Extend the news report on Netanyahu's remarks about responsibility for October 7, starting right after its final sentence.

> Text block
● ● ● ● ● ● ●
Netanyahu concedes he bears some responsibility for Oct. 7, but says ‘everyone’ shares it
Prime Minister Benjamin Netanyahu appeared to acknowledge he bears some responsibility for the failures that enabled Hamas’s cross-border invasion and onslaught of October 7, 2023, but claimed that “everyone” from the top to the bottom of the political, military, and security hierarchies bears responsibility as well, and the “real issue” is what has happened since that day and not what preceded it.
Asked during a wide-ranging interview with CBS’s “60 Minutes” how it is that all those who were in charge of security during the attack have quit or been fired except him, Netanyahu claimed some departed because their terms were up, and only one or two “claimed they took responsibility, but it’s not clear what — what does that mean, you know? What is their responsibility?”
The remarks appeared in an off-mic section of the interview that wasn’t aired on Sunday, and only in CBS’s full transcript.
● ● ● ● ● ● ●
> Given data

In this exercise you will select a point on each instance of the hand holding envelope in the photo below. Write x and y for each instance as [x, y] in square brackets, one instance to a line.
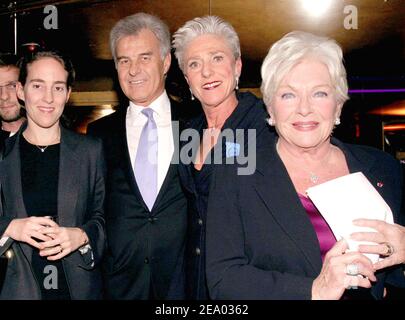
[347, 198]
● ● ● ● ● ● ●
> Exercise response
“Let’s look at the political echelon, military echelon, the security echelon. Let’s look down at everyone, and everybody bears some responsibility. Yeah, from the top, from the prime minister down,” he said, going on to repeat his proposal for a politically appointed commission of inquiry instead of an independent state commission of inquiry, the country’s highest form of inquiry, which he has refused to form.
Polls have consistently indicated a clear majority of Israelis support a state commission, and Netanyahu himself backed such an inquiry into the conduct of the previous government in 2022. But the current government has steadfastly refused to consider this, and has yet to okay any inquiry, over two-and-a-half years after the deadliest day for Jews since the Holocaust.
“But I think the real issue is, okay, that’s up to October 7th. What about since October 7th?” he continued. “[It] was clearly my responsibility to get Israel out of this horrible noose of death that the Iranians put on us. And we did, systematically, very resolutely, go [to] each one of these seven fronts, one after the other, and roll back the tide of terror.”
Netanyahu has given periodic interviews to international media since the October 7, 2023, Hamas-led attack, while largely restricting his interviews with Israeli outlets to those that are considered openly supportive of him.
According to the Kan public broadcaster, the “60 Minutes” interview was filmed at the Jerusalem home of Netanyahu’s billionaire friend and backer Simon Falic.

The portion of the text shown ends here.